Segment Start: SOURCE INFORMATION
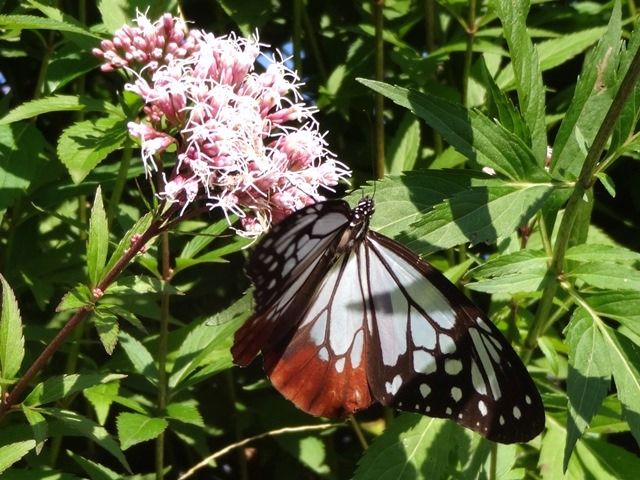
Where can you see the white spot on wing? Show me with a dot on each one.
(323, 354)
(447, 345)
(516, 413)
(356, 350)
(424, 362)
(452, 366)
(422, 333)
(393, 386)
(425, 390)
(456, 394)
(486, 363)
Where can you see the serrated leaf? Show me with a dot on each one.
(527, 72)
(10, 454)
(602, 275)
(591, 99)
(30, 22)
(108, 328)
(207, 346)
(21, 161)
(11, 338)
(403, 150)
(470, 132)
(83, 145)
(98, 240)
(101, 397)
(139, 357)
(401, 452)
(89, 429)
(75, 299)
(38, 426)
(186, 412)
(590, 252)
(624, 307)
(56, 103)
(61, 386)
(134, 428)
(517, 262)
(476, 216)
(625, 362)
(93, 469)
(588, 379)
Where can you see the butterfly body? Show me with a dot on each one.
(346, 317)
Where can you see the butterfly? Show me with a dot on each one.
(346, 316)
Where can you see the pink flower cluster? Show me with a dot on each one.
(244, 141)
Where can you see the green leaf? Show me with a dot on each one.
(93, 469)
(408, 449)
(140, 285)
(607, 183)
(75, 299)
(11, 338)
(556, 51)
(476, 216)
(602, 275)
(30, 22)
(474, 135)
(624, 307)
(625, 362)
(522, 271)
(526, 67)
(591, 99)
(101, 397)
(55, 388)
(186, 412)
(87, 428)
(56, 103)
(21, 161)
(207, 346)
(203, 238)
(139, 357)
(38, 426)
(604, 461)
(590, 252)
(98, 241)
(402, 152)
(83, 145)
(10, 454)
(108, 328)
(588, 379)
(134, 428)
(138, 229)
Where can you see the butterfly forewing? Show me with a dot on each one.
(442, 357)
(345, 316)
(321, 366)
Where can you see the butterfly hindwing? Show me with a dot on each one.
(443, 357)
(321, 366)
(345, 316)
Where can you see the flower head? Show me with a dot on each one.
(246, 142)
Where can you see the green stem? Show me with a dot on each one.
(163, 387)
(586, 179)
(16, 392)
(379, 99)
(121, 180)
(472, 29)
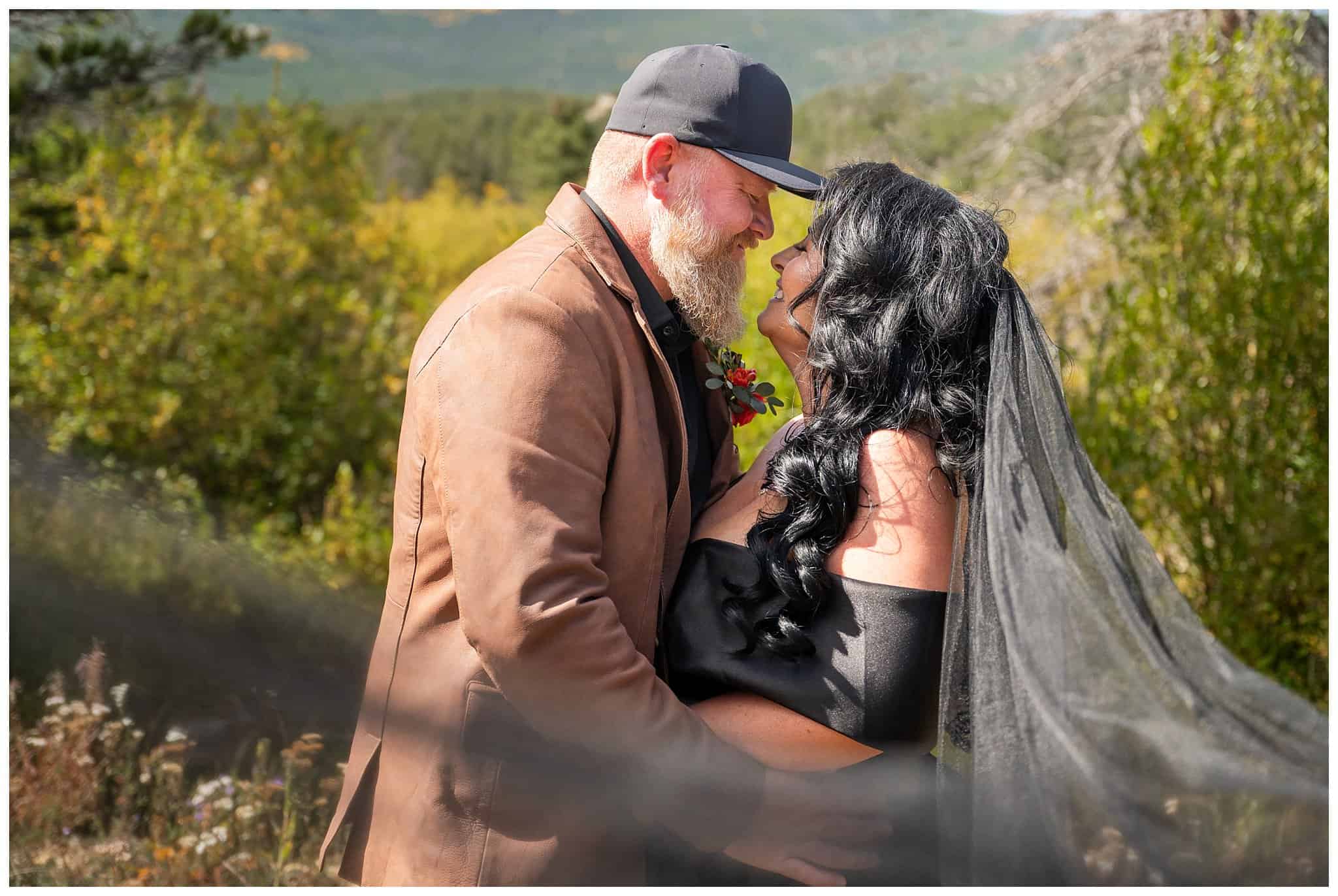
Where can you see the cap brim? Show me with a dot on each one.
(787, 176)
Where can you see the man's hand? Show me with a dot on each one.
(806, 828)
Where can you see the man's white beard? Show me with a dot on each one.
(699, 265)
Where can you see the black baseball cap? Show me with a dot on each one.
(715, 97)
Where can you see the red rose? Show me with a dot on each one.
(740, 377)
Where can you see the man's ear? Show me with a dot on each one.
(661, 153)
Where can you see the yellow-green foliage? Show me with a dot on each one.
(453, 232)
(212, 313)
(1210, 384)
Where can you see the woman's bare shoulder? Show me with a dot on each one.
(902, 533)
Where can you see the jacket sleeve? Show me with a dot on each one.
(525, 419)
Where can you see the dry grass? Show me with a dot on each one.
(91, 804)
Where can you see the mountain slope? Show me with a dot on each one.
(367, 55)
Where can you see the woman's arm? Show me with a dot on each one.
(779, 737)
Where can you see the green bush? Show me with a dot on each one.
(217, 311)
(1207, 408)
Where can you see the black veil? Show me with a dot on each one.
(1091, 729)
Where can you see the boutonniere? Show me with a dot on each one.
(745, 396)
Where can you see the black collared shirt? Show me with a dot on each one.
(675, 340)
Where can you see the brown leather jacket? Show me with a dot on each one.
(513, 729)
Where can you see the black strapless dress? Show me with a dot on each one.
(874, 679)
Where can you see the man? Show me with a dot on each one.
(554, 451)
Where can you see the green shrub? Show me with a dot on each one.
(1207, 407)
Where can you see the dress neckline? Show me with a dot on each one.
(837, 575)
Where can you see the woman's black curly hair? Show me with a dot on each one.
(901, 340)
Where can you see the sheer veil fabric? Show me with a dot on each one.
(1091, 729)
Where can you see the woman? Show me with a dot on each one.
(1104, 735)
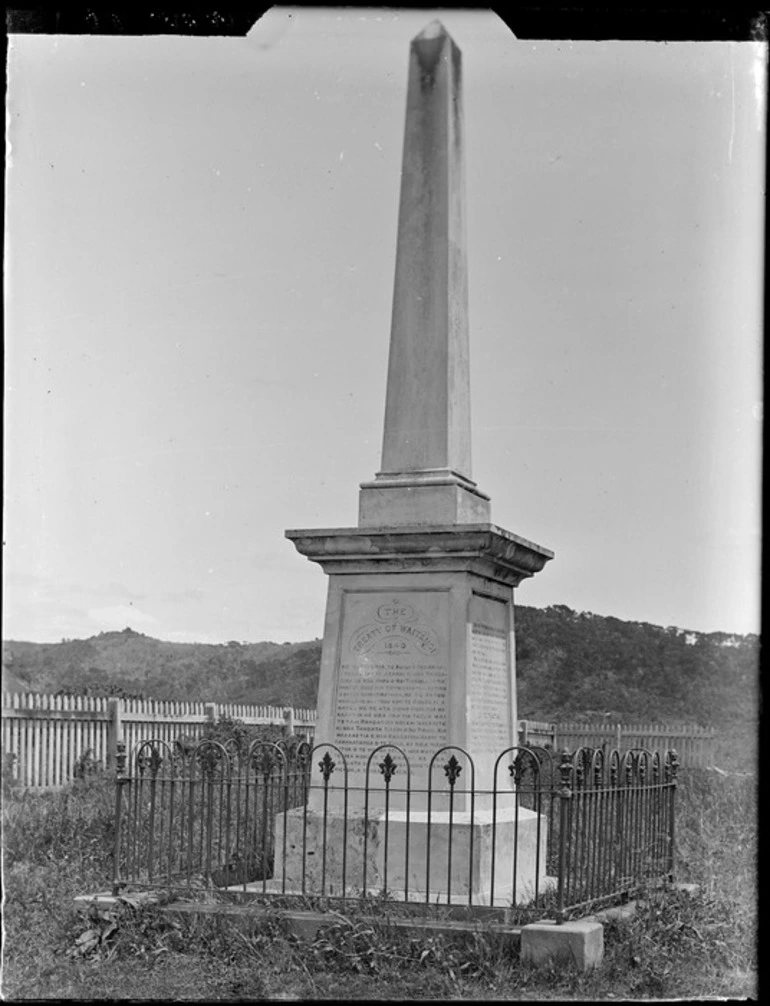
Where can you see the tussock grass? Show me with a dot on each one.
(57, 845)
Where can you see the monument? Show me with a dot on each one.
(418, 645)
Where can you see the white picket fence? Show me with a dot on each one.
(44, 736)
(695, 745)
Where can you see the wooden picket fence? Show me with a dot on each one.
(696, 745)
(45, 737)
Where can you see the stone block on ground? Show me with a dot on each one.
(580, 943)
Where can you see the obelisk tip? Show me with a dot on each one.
(434, 30)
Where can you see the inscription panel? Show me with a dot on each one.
(490, 678)
(393, 679)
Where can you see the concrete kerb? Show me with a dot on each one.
(543, 944)
(580, 942)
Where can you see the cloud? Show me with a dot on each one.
(120, 616)
(184, 636)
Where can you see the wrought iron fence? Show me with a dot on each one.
(547, 835)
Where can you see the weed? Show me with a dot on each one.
(59, 844)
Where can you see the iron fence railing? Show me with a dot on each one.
(547, 836)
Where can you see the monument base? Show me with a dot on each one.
(428, 500)
(450, 859)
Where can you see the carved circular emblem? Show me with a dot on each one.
(396, 611)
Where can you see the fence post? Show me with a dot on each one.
(672, 767)
(565, 796)
(209, 709)
(114, 730)
(120, 782)
(289, 721)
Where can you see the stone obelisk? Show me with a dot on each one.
(418, 646)
(426, 470)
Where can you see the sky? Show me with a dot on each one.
(199, 255)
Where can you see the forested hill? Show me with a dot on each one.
(570, 665)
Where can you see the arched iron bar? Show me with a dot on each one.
(516, 768)
(452, 771)
(147, 762)
(266, 764)
(139, 763)
(326, 767)
(388, 769)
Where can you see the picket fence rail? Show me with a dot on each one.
(46, 737)
(695, 744)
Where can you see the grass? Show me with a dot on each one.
(57, 845)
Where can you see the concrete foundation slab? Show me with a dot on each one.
(546, 943)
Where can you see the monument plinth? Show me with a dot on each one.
(419, 645)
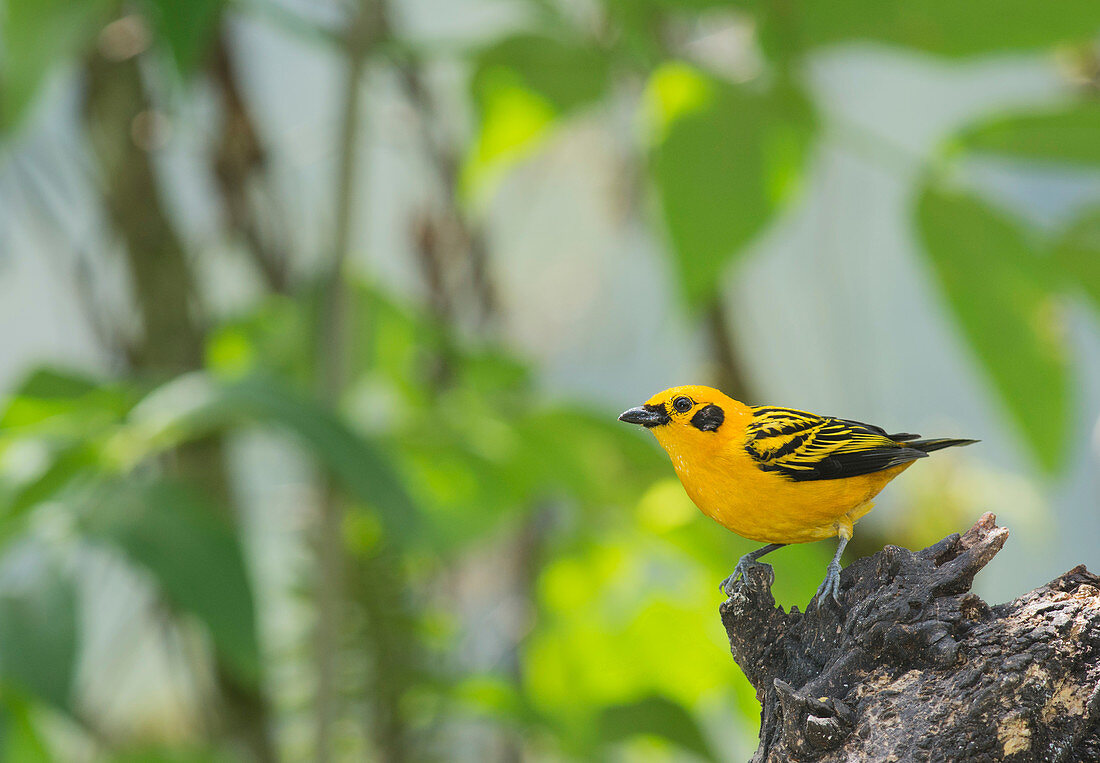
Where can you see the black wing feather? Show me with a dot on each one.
(804, 446)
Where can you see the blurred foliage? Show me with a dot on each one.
(443, 446)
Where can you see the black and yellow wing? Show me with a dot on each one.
(802, 445)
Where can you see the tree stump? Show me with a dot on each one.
(912, 666)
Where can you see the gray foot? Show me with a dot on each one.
(831, 586)
(746, 563)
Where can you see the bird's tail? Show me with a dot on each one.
(930, 445)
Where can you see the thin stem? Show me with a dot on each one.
(332, 364)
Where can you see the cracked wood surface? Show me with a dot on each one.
(913, 666)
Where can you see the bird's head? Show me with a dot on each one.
(685, 415)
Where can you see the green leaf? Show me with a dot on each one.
(1068, 134)
(656, 716)
(63, 402)
(39, 35)
(1003, 294)
(187, 28)
(19, 739)
(37, 626)
(520, 87)
(727, 159)
(194, 555)
(1078, 254)
(943, 26)
(195, 406)
(359, 463)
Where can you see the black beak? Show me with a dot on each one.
(647, 416)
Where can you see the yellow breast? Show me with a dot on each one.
(765, 506)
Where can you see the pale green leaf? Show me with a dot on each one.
(727, 159)
(659, 717)
(520, 86)
(1078, 254)
(37, 36)
(1069, 134)
(999, 285)
(37, 626)
(194, 555)
(943, 26)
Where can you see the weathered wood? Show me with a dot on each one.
(912, 666)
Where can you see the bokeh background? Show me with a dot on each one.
(317, 317)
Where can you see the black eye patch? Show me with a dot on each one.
(708, 418)
(682, 404)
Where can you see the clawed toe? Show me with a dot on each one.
(829, 587)
(727, 585)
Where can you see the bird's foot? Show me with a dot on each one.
(746, 563)
(831, 586)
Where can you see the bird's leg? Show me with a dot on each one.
(831, 586)
(744, 563)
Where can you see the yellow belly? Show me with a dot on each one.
(766, 507)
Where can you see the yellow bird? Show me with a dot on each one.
(777, 475)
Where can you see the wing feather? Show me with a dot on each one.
(802, 445)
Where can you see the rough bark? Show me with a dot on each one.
(912, 666)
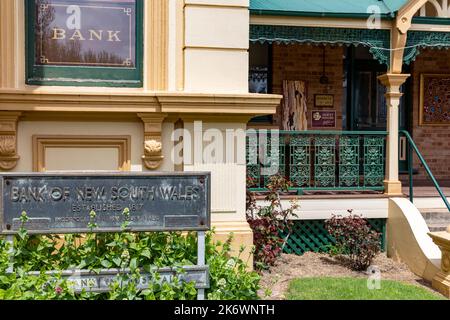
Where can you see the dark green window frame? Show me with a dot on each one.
(82, 76)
Segment End: SOURCE INFORMATION
Without the pictures, print all of the records exactly.

■ **RESPONSE FOR THIS EXERCISE**
Where can you see the white spot on wing? Show me with a dot on each one.
(323, 354)
(447, 345)
(516, 413)
(356, 350)
(424, 362)
(452, 366)
(422, 333)
(393, 386)
(425, 390)
(456, 394)
(486, 363)
Where can you see the serrated leaf? Show me with a dot on each one.
(527, 72)
(10, 454)
(602, 275)
(591, 99)
(30, 22)
(108, 328)
(207, 346)
(21, 161)
(11, 338)
(403, 150)
(470, 132)
(83, 145)
(98, 240)
(101, 397)
(139, 357)
(401, 452)
(89, 429)
(75, 299)
(38, 426)
(186, 412)
(590, 252)
(624, 307)
(56, 103)
(61, 386)
(134, 428)
(517, 262)
(476, 216)
(625, 362)
(93, 469)
(588, 379)
Where can you see the butterfly body? Show me with a dot on each one.
(346, 317)
Where can you see the butterfly? Show me with a dot on each one.
(346, 316)
Where can you see the pink flower cluster? Show me with a dot on each one.
(244, 141)
Where can you see the green leaf? Show me with a dot on each one.
(93, 469)
(408, 449)
(140, 285)
(607, 183)
(75, 299)
(11, 338)
(556, 51)
(476, 216)
(602, 275)
(30, 22)
(474, 135)
(624, 307)
(625, 362)
(522, 271)
(526, 67)
(591, 99)
(101, 397)
(55, 388)
(186, 412)
(87, 428)
(56, 103)
(21, 161)
(207, 346)
(203, 238)
(139, 357)
(38, 426)
(604, 461)
(590, 252)
(98, 241)
(402, 152)
(83, 145)
(10, 454)
(108, 328)
(588, 379)
(134, 428)
(138, 229)
Where can you see the butterfly forewing? Show me with a dot on each one.
(442, 357)
(345, 316)
(321, 366)
Where can you see the butterfly hindwing? Show me with a dot on each one.
(443, 357)
(321, 366)
(345, 316)
Where can you see the flower head? Show me with a dot on each one.
(246, 142)
Where can you see the green stem? Show me with a dot on each one.
(163, 387)
(586, 179)
(16, 392)
(379, 99)
(121, 180)
(472, 29)
Where can you see the cap brim? Show me with a dot on each one.
(787, 176)
Where can you see the man's hand? Show me with a dot on each one.
(806, 828)
Where can you see the man's white beard? Show me with a dot on each one.
(699, 265)
Where can you see the black baseball cap? Show me with a dot on each one.
(715, 97)
Where can you see the red rose? Show me with a dot on each one.
(740, 377)
Where can you see the man's ear? Show me with a dot on each one.
(661, 153)
Where can you see the yellow-green foliage? Show me with a dot on each one.
(453, 232)
(212, 313)
(1210, 384)
Where can you see the woman's bare shoulder? Show me with a dot on each one.
(902, 533)
Where can you see the jacket sleeve? Show me with a dot on each one.
(525, 419)
Where can you see the dry grass? Show me with a dot on each one.
(91, 804)
Where can you see the mountain slope? Show me with a dot on each one.
(367, 55)
Where can you see the woman's arm? Show me with a dot on each one.
(779, 737)
Where can you see the green bush? Show me with a dot on each one.
(217, 311)
(1207, 408)
Where can you see the black veil? Show me with a dot on each one.
(1091, 729)
Where can you see the boutonniere? Show me with a dot on each one.
(745, 396)
Where can you see the black collared shirt? Show me with a dot on each one.
(675, 340)
Where can you see the brown leather jacket? Show me with a dot on each one.
(513, 729)
Where can you see the black strapless dress? Show me with a dot on each one.
(874, 679)
Where can you see the man? Show me with a dot on each one.
(554, 451)
Where can you see the green shrub? Show me with a dot on each one.
(1207, 407)
Where can you see the dress neckline? Show me with a dot on each one.
(837, 575)
Where can you see the woman's black curly hair? Show me with a dot on each one.
(901, 340)
Where can you see the sheer veil fabric? Show me with a dot on each one.
(1091, 729)
Where can you see the woman? Show me with a dot on each one.
(1104, 735)
Where can you see the tussock grass? Show me with a dot on each one.
(57, 845)
Where can you see the monument? Show me with a dot on each one.
(418, 645)
Where can you see the white picket fence? Show me with a dot on each one.
(44, 736)
(695, 745)
Where can you see the wooden picket fence? Show me with a dot on each one.
(696, 745)
(45, 737)
Where can you see the stone block on ground? Show me with a dot on each one.
(580, 943)
Where can you see the obelisk tip? Show me with a dot on each one.
(434, 30)
Where can you see the inscription panel? Show me with a dot on each one.
(490, 678)
(393, 679)
Where can you see the concrete kerb? Show me with a dot on each one.
(543, 944)
(580, 942)
Where can you see the cloud? Show me with a dot on each one.
(120, 616)
(184, 636)
Where can you see the wrought iron fence? Show me with a dot on each one.
(547, 835)
Where can you see the weed? Show me with a dot on each one.
(59, 844)
Where can you see the iron fence railing? Show me with a dot on each one.
(547, 836)
Where can you see the monument base? Show me with a dot on each one.
(428, 500)
(450, 859)
Where can you see the carved circular emblem? Show me with a dot on each one.
(396, 611)
Where can you see the fence post? Show me with a dot on each one.
(672, 767)
(565, 796)
(209, 709)
(114, 730)
(120, 782)
(289, 721)
Where can you see the stone obelisk? Show me with a dot on each one.
(418, 646)
(426, 470)
Where can you see the sky? Show me with a dot on each one.
(199, 255)
Where can you see the forested hill? Show me with a dot on each one.
(570, 665)
Where can you see the arched iron bar? Show me with a dot on each one.
(516, 768)
(452, 771)
(147, 762)
(266, 764)
(139, 763)
(326, 767)
(388, 769)
Where can you see the picket fence rail? Show me with a dot on each one.
(46, 737)
(695, 744)
Where can you see the grass? Show me with a dot on each one.
(57, 845)
Where can you see the concrete foundation slab? Show me with a dot on each one.
(546, 943)
Where can you see the monument plinth? Show me with a dot on each one.
(419, 645)
Where can you see the black wing feather? Show me with a dot on each one.
(804, 446)
Where can you see the blurred foliage? Show me with a dot on each one.
(443, 446)
Where can you see the black and yellow wing? Show me with a dot on each one.
(802, 445)
Where can you see the tree stump? Show me with a dot on each one.
(912, 666)
Where can you see the gray foot? Show me with a dot on each one.
(831, 586)
(746, 563)
Where can you see the bird's tail? Show me with a dot on each one.
(930, 445)
Where can you see the thin stem? Show me with a dot on each one.
(332, 364)
Where can you see the cracked wood surface? Show me with a dot on each one.
(913, 666)
Where can you see the bird's head? Show me with a dot on each one.
(685, 415)
Where can you see the green leaf? Show me with a dot on each one.
(1068, 134)
(656, 716)
(63, 402)
(39, 35)
(1003, 294)
(187, 28)
(19, 739)
(37, 626)
(520, 87)
(727, 159)
(194, 555)
(1078, 254)
(943, 26)
(195, 406)
(359, 463)
Where can you see the black beak? Show me with a dot on each one.
(647, 416)
Where can you see the yellow breast? Show me with a dot on each one.
(765, 506)
Where can you see the pale green leaf? Show me with a dot on each one.
(727, 159)
(659, 717)
(520, 86)
(1078, 254)
(37, 36)
(1069, 134)
(999, 285)
(37, 626)
(194, 555)
(943, 26)
Where can you see the weathered wood? Show me with a dot on each one.
(912, 666)
Where can you see the bokeh background? Show me with a dot on each one.
(317, 317)
Where can you see the black eye patch? Show me with a dot on each one.
(708, 418)
(682, 404)
Where can you see the clawed toe? Show me with a dot on each one.
(829, 587)
(727, 585)
Where can you see the bird's foot? Show me with a dot on each one.
(746, 563)
(831, 586)
Where can you see the bird's leg? Show me with a dot on each one.
(831, 586)
(744, 563)
Where can you see the yellow belly? Show me with a dot on each one.
(766, 507)
Where can you see the yellow bird? Show me with a dot on each one.
(777, 475)
Where can you see the wing feather? Show me with a dot on each one.
(802, 445)
Where can you see the rough bark? Show me with a dot on each one.
(912, 666)
Where can you see the dark green window frame? Show me with a dot on each one.
(82, 76)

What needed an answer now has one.